Collected data:
□ □ □ □ □ □ □
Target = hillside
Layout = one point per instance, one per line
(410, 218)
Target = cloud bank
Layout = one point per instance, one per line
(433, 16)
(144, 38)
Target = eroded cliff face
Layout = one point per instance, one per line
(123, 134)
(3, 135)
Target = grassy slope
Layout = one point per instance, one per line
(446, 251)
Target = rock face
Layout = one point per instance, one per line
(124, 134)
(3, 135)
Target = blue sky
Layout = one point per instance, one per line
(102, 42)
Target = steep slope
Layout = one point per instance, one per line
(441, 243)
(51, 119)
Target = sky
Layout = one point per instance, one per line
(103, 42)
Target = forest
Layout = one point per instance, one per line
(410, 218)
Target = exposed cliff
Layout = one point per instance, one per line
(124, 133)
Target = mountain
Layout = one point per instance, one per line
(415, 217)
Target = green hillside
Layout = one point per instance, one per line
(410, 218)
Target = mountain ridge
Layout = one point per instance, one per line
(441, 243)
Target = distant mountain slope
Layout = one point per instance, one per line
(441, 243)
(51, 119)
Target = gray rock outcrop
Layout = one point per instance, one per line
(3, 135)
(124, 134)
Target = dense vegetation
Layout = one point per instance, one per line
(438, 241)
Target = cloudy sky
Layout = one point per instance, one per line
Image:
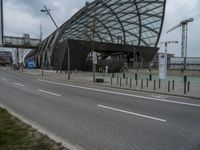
(24, 16)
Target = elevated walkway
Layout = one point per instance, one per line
(20, 42)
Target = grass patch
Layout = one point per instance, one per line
(15, 135)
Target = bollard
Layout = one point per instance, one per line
(154, 85)
(147, 82)
(159, 83)
(136, 76)
(168, 86)
(185, 78)
(185, 84)
(188, 86)
(150, 77)
(124, 75)
(136, 82)
(142, 84)
(173, 85)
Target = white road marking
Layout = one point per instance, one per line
(132, 113)
(46, 92)
(4, 79)
(123, 94)
(19, 84)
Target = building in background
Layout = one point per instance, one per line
(5, 58)
(121, 32)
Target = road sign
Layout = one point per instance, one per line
(162, 66)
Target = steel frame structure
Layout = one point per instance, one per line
(134, 22)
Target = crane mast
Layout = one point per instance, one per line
(184, 25)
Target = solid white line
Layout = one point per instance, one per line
(123, 94)
(46, 92)
(132, 113)
(19, 84)
(4, 79)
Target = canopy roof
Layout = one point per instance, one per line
(127, 22)
(132, 22)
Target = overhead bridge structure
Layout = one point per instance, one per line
(120, 31)
(20, 42)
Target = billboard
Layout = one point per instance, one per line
(1, 23)
(162, 66)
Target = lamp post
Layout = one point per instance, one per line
(47, 11)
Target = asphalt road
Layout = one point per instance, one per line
(97, 118)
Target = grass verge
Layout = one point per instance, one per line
(15, 135)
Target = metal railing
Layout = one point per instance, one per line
(20, 42)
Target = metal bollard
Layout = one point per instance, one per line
(124, 75)
(173, 85)
(142, 84)
(147, 82)
(159, 83)
(168, 86)
(154, 85)
(185, 86)
(150, 77)
(136, 82)
(188, 86)
(126, 80)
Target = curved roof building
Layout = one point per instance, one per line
(126, 24)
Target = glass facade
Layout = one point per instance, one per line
(129, 22)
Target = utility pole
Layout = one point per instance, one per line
(166, 46)
(184, 25)
(47, 11)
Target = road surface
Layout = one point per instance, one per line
(100, 118)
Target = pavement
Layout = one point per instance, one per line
(130, 83)
(94, 117)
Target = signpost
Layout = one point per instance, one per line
(162, 66)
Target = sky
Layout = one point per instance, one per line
(24, 16)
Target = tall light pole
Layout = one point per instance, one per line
(47, 11)
(166, 46)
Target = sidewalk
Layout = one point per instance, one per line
(128, 83)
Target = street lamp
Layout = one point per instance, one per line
(47, 11)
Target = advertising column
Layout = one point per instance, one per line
(162, 66)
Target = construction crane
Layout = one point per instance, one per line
(184, 25)
(166, 44)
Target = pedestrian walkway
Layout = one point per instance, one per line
(173, 86)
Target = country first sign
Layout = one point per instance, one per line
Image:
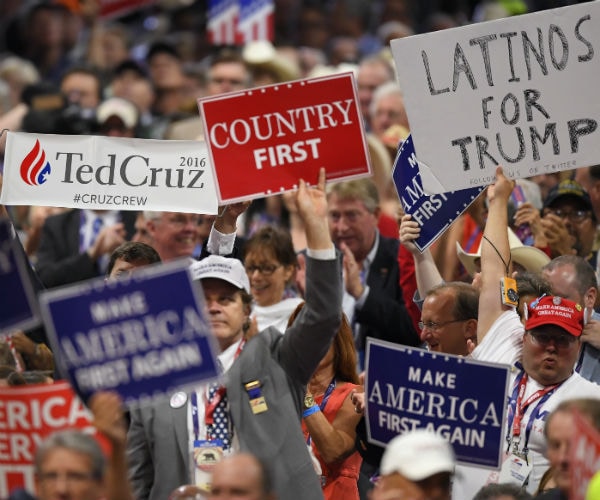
□ □ □ □ □ □ □
Transcribe each entry exactly; images stay out.

Target = hillside
Layout = one point per instance, one per line
(410, 218)
Target = cloud bank
Layout = one point per instance, one per line
(433, 16)
(144, 38)
Target = eroded cliff face
Layout = one point per instance, one per line
(123, 134)
(3, 135)
Target = grassy slope
Layout = one point per instance, one per line
(446, 251)
Target = rock face
Layout = one point per instance, one per line
(124, 134)
(3, 135)
Target = blue sky
Layout = one point per instance, one per line
(102, 42)
Target = steep slope
Layout = one point per instance, one per line
(441, 243)
(51, 119)
Target = sky
Layout = one point per instance, one per line
(103, 42)
Target = forest
Layout = one point per instance, one per line
(410, 218)
Target = exposed cliff
Layout = one point per instance, one per line
(124, 133)
Target = mountain
Layout = one point per instance, one per line
(415, 217)
Target = green hillside
Layout = one point per instance, one per line
(410, 218)
Target = mountain ridge
Layout = one point per instance, one per line
(441, 243)
Target = distant mountain slope
Layout = one point per instance, one per line
(441, 243)
(51, 119)
Target = gray rock outcrop
Layout = one point per instance, one per line
(3, 135)
(124, 134)
Target = dense vegetation
Layout = one point per instance, one per line
(438, 241)
Target = cloudy sky
Layout = one point per instance, one per line
Image:
(24, 16)
Target = elevated walkway
Layout = one point per instance, one per line
(20, 42)
Target = grass patch
Layout = one point per instance, one per line
(15, 135)
Target = bollard
Layout = one point per instance, one per line
(154, 85)
(147, 82)
(159, 83)
(136, 76)
(168, 86)
(185, 78)
(185, 84)
(188, 86)
(150, 77)
(124, 75)
(136, 82)
(142, 84)
(173, 85)
Target = white road marking
Layout = one point per instance, one per line
(132, 113)
(46, 92)
(4, 79)
(123, 94)
(19, 84)
Target = building in background
Layout = one point per instance, one per line
(5, 58)
(121, 32)
Target = road sign
Layout = one point per instance, one per line
(162, 66)
Target = steel frame structure
Layout = one point per instance, one per line
(134, 22)
Target = crane mast
Layout = one point per instance, one per line
(184, 25)
Target = solid white line
Layout = one point per instance, one per line
(123, 94)
(46, 92)
(132, 113)
(19, 84)
(4, 79)
Target = canopy roof
Layout = one point per instance, one per line
(127, 22)
(132, 22)
Target = overhead bridge structure
Layout = one point per instance, one per line
(120, 31)
(20, 42)
Target = billboard
Layout = one point per instance, one per line
(1, 23)
(162, 66)
Target = lamp post
Layout = one point per instance, one per line
(47, 11)
Target = asphalt road
Layout = one point per instance, one per line
(97, 118)
Target = grass verge
Layout = one point per instance, one per line
(15, 135)
Target = metal railing
Layout = one point per instance, one per line
(20, 42)
Target = metal bollard
Layout = one point per instance, one per line
(124, 75)
(173, 85)
(142, 84)
(147, 82)
(159, 83)
(168, 86)
(154, 85)
(185, 86)
(150, 77)
(136, 82)
(188, 86)
(126, 80)
Target = curved roof building
Layout = one point per instance, one per line
(126, 24)
Target = glass facade
Layout = one point per instance, one per line
(129, 22)
Target = utility pole
Layout = one point per instance, one per line
(166, 46)
(184, 25)
(47, 11)
Target = road surface
Layout = one point per instance, one per line
(100, 118)
Target = pavement
Layout = one point per instance, one per line
(130, 83)
(94, 117)
Target = signpost
Layout = one point per instance, one per line
(162, 66)
Target = sky
Layout = one point per instance, one per line
(24, 16)
Target = tall light pole
Layout = one point per instance, one per line
(47, 11)
(166, 46)
Target = sidewalk
Layout = one point per instance, one per line
(128, 83)
Target = street lamp
Layout = one point per instance, one per line
(47, 11)
Target = advertising column
Layout = one point per instance, one per line
(162, 66)
Target = construction crane
Layout = one point per instance, one per line
(184, 25)
(166, 44)
Target = pedestrian walkway
Layout = one point per instance, one per line
(173, 86)
Target = country first sign
Layout = one point per instance, one per line
Image:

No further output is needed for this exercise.